__Excerpted passage__.
The Mars Reconnaissance Orbiter's HiRISE instrument has taken many images that strongly suggest that Mars has had a rich history of water-related processes.  Many features of Mars appear to be created by large amounts of water.  That Mars once possessed large amounts of water was confirmed by isotope studies in a study published in March 2015, by a team of scientists showing that the ice caps were highly enriched with deuterium, heavy hydrogen, by seven times as much as the Earth.  This means that Mars has lost a volume of water 6.5 times what is stored in today's polar caps.  The water for a time would have formed an ocean in the low-lying Mare Boreum. The amount of water could have covered the planet about 140 meters, but was probably in an ocean that in places would be almost 1 mile deep.

A major discovery  by HiRISE was finding evidence of hot springs. These may have contained life and may now contain well-preserved fossils of life.

Recurring slope lineae
Seasonal flows on warm Martian slopes (also called recurring slope lineae, recurrent slope lineae and RSL)  are thought to be salty water flows occurring during the warmest months on Mars.  Indeed, there is much photographic and spectroscopic evidence that water does today flow on parts of Mars.

Some researchers have proposed that the flow is aided by the water boiling in thin Martian atmosphere.  Boiling water would cause soil particles to bounce and help them to flow down slopes.

In a study published in Icarus in 2016, A team, headed by David Stillman, identified 239 locations for recurring slope lineae  within Valles Marineris.  About half of lineae locations on Mars are in Valles Marineris.  It was found that the lengthening of the lineae depends on how the slope is orientated.  Lengthening was observed in all seasons inside Valles Marineris.  This long active season suggests that there must be an appreciable source of water that supplies the lineae. Calculations show that the lineae are active between minus 27 degrees C and minus 9 degrees C to display the activity observed. Water would do this if it was in a brine  having of tens of wt% salt.

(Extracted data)

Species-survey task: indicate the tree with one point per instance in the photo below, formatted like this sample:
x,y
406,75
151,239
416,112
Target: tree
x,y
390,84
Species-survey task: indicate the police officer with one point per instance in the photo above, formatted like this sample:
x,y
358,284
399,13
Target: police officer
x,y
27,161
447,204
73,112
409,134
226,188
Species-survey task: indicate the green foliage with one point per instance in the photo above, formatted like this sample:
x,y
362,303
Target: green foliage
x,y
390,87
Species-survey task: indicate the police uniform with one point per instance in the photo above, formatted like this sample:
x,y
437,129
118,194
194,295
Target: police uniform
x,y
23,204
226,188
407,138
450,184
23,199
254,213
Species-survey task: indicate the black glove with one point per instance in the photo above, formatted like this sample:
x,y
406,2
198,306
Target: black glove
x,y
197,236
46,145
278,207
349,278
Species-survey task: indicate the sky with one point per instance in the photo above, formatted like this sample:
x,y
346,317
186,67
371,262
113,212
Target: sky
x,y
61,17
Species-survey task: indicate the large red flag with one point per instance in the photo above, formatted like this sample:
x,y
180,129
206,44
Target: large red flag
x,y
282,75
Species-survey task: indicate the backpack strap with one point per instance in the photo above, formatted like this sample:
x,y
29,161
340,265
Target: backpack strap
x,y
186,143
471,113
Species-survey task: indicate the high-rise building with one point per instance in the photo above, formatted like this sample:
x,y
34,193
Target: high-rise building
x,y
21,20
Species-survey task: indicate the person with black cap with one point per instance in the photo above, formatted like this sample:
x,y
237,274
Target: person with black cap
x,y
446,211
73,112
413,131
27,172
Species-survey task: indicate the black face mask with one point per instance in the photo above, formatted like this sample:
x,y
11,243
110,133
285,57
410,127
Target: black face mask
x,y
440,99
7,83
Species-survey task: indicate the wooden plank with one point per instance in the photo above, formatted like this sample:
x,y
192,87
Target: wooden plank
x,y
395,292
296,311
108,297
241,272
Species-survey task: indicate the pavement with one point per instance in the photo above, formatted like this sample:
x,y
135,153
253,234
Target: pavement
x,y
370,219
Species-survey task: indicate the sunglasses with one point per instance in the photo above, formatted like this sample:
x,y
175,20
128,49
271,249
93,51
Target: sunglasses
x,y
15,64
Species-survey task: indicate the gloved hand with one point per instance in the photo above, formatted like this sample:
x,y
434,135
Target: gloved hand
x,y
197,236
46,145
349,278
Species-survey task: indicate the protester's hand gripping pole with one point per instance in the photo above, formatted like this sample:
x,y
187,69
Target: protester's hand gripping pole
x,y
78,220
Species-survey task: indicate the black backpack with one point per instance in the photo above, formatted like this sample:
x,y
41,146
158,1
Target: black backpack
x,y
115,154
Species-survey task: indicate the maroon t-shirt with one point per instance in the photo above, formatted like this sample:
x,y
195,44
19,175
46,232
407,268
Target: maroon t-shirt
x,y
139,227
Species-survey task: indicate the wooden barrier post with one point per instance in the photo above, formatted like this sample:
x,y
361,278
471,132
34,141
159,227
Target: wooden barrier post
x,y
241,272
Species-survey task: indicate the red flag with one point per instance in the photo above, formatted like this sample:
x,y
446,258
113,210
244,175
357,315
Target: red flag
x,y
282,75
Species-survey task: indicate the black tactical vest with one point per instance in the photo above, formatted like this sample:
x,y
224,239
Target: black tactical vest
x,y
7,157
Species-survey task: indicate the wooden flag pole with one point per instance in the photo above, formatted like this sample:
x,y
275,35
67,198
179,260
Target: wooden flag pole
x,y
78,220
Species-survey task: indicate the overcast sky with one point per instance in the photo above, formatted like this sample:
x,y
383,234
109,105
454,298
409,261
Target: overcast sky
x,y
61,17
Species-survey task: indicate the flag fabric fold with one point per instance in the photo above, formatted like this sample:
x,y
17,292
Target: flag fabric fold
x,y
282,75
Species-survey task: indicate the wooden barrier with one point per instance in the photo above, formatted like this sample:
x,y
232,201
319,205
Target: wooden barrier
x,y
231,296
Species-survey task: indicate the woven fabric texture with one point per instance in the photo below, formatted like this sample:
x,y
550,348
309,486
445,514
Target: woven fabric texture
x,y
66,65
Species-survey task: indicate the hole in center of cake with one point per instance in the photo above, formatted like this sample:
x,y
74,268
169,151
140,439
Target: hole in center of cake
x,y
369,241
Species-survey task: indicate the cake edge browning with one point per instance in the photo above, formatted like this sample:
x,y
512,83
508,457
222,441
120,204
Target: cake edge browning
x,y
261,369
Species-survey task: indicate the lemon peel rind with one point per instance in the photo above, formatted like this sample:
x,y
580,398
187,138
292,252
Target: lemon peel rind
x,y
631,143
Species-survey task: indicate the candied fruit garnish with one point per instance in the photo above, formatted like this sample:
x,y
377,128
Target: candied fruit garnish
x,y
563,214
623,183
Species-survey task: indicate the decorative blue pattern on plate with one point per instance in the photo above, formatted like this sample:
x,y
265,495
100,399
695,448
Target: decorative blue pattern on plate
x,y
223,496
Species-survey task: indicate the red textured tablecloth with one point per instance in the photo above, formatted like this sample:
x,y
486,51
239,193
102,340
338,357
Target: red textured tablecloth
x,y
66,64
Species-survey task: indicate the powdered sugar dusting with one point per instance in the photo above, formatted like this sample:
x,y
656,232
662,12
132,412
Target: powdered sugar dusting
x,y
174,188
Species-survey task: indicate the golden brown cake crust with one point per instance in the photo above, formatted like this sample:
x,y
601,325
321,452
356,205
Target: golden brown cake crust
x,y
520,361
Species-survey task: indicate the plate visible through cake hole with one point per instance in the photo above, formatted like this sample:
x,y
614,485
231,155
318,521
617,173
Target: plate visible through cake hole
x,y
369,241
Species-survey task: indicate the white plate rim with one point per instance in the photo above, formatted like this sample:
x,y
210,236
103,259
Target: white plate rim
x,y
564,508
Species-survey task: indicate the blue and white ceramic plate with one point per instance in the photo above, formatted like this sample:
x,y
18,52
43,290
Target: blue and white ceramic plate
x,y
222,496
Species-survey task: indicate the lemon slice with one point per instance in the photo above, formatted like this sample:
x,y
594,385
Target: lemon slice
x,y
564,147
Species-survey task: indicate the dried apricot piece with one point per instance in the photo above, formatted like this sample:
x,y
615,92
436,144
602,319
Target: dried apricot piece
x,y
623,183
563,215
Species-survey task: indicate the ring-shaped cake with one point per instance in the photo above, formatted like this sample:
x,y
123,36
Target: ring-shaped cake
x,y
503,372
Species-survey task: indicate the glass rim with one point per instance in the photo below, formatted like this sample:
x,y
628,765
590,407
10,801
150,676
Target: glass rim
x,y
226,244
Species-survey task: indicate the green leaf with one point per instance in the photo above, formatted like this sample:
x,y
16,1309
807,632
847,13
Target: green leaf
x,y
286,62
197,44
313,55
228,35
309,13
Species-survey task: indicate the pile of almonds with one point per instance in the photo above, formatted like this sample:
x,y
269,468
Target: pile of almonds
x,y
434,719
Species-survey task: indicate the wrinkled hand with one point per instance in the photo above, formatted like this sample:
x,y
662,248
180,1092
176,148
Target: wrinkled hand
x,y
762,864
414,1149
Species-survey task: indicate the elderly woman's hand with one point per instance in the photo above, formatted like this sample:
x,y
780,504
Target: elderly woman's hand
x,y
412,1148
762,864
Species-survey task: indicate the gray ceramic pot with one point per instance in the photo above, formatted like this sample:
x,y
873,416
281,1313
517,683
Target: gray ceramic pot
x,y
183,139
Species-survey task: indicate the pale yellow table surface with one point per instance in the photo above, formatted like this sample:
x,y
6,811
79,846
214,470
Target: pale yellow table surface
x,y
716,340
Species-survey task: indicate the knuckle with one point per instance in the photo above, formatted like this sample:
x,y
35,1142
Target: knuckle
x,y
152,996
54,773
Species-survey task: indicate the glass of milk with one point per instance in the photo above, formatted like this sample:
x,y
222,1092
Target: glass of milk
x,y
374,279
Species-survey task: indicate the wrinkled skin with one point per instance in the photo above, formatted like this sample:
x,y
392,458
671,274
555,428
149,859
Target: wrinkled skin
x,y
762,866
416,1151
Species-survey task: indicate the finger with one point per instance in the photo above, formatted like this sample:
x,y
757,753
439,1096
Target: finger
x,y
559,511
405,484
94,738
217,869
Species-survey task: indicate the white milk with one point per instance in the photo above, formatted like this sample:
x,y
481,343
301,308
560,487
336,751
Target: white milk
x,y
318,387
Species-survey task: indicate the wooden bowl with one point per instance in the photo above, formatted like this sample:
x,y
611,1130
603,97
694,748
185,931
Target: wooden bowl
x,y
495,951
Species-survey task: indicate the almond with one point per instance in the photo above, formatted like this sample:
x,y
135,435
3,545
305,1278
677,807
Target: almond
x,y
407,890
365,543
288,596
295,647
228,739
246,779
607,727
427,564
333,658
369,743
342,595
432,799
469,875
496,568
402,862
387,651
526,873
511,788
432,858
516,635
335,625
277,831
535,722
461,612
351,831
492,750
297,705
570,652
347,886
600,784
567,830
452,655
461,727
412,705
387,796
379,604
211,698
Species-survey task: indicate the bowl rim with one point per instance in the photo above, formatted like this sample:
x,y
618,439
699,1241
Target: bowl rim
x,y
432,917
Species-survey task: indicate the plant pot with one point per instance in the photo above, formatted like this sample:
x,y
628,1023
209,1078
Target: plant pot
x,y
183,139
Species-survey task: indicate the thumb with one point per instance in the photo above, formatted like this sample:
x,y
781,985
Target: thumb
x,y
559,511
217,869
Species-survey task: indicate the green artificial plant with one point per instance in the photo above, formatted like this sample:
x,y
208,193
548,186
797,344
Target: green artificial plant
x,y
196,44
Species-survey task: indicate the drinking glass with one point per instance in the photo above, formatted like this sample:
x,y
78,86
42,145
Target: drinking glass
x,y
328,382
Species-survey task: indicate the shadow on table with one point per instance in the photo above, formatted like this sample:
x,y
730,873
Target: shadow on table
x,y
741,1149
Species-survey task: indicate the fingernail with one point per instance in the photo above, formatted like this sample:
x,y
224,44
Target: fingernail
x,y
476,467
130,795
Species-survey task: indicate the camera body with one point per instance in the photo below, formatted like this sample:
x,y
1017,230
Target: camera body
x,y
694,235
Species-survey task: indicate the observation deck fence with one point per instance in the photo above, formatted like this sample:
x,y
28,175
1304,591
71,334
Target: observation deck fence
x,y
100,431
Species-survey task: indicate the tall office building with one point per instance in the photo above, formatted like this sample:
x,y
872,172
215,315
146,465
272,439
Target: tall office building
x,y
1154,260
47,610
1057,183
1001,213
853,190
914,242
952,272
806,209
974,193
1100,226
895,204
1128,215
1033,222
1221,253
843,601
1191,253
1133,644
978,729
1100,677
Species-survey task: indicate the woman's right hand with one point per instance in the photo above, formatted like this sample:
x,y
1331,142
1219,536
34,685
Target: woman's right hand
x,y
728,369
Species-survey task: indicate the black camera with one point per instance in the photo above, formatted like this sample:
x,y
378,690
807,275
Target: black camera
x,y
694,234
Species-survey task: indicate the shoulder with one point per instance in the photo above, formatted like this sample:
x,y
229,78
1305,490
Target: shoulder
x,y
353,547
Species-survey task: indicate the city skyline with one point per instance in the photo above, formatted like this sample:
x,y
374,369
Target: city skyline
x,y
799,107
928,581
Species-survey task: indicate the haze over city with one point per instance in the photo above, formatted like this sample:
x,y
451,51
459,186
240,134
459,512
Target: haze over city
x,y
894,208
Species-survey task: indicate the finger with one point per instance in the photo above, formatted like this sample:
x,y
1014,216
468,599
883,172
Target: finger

__Your tasks__.
1 – From the passage on water on Mars, extract word for word the span that begins at the words "Some researchers have" and stops after "flow down slopes.".
2 – Extend the passage on water on Mars, picking up after its last sentence.

__Answer set__.
1 –
Some researchers have proposed that the flow is aided by the water boiling in thin Martian atmosphere.  Boiling water would cause soil particles to bounce and help them to flow down slopes.

2 –
Although these features were initially thought to be evidence of current water flow, some studies show that little or no water may be involved.  An analysis of data from the Mars Odyssey Neutron Spectrometer revealed that the RSL sites do not contain any more water than found at anywhere else at similar latitudes.  The authors concluded that RSL are not supplied by large, near-surface briny aquifers.  It is still possible with this data that water vapor from deeply buried ice, from the atmosphere, or from small deeply buried aquifers.

A study published in Nature Geoscience, suggest that very little water is involved in creating recurrent slope lineae because these streaks only occur on steep slopes—slopes that would allow dry sand and dust to move down.  If water were involved, at least some of the lineae would move onto lower slopes.  Small amounts of water may start the process however.
A study spanning 4 Martian years concluded that a dry origin was the most likely cause of the streaks.  In the study region, Tivat Crater, rockfall markings faded at the same time as recurrent slope lineae (RSL), suggesting a fading mechanism that acts across the whole crater.

Eridania Lake

Eridania Lake is a theorized ancient lake with a surface area of roughly 1.1 million square kilometers.  Its maximum depth is 2,400 meters and its volume is 562,000km.  It was larger than the largest landlocked sea on Earth, the Caspian Sea and contained more water than all the other martian lakes together.  The Eridania sea held more than 9 times as much water as all of America's Great Lakes.   The upper surface of the lake was assumed to be at the elevation of valley networks that surround the lake; they  all end at the same elevation, suggesting that they emptied into a lake.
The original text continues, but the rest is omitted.